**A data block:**

################

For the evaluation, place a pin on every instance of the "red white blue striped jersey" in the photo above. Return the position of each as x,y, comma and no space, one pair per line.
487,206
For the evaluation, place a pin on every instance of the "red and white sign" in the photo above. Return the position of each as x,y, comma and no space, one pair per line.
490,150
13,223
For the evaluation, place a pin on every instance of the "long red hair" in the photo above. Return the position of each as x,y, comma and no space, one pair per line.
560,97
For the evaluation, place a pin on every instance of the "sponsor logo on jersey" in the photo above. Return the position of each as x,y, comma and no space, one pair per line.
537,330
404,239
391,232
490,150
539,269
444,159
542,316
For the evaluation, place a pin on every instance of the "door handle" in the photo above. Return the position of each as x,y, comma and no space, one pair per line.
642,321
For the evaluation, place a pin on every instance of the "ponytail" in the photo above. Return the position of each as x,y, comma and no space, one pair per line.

################

**WHAT IS NEEDED:**
Format all of the items above as a Markdown table with two columns, "Row" for the row number and "Line" for the text of each line. Skip any blank lines.

**SOLUTION TO THE EXERCISE:**
| Row | Line |
|---|---|
| 1 | For the evaluation, place a pin on every instance of the "red white blue striped jersey" in the photo above. Return the position of each as x,y, comma and no space, one pair per line. |
| 2 | 487,206 |
| 3 | For the evaluation, place a pin on every instance of the "red and white sign" in the photo above. Return the position of each as x,y, comma and no space, one pair per line. |
| 4 | 490,150 |
| 5 | 13,223 |
| 6 | For the evaluation, place a pin on every instance of the "long red hair" in the photo above. Return the position of each as x,y, comma and no space, one pair per line. |
| 7 | 560,97 |
| 8 | For the evaluation, place a pin on every instance of the "sponsor logo on jersey" in the photo above. Return the position of each as x,y, comma and no space, one pair per line. |
| 9 | 537,330 |
| 10 | 404,239 |
| 11 | 391,232 |
| 12 | 490,150 |
| 13 | 539,269 |
| 14 | 444,159 |
| 15 | 542,316 |
| 16 | For the evaluation, place a pin on every instance of the "door handle" in the photo above. Return the position of each as x,y, comma and no space, one pair per line. |
| 17 | 642,321 |
| 18 | For the evaluation, place a pin on every instance of the "ponytail" in the photo above. Return the position of each as x,y, comma and no space, one pair per line. |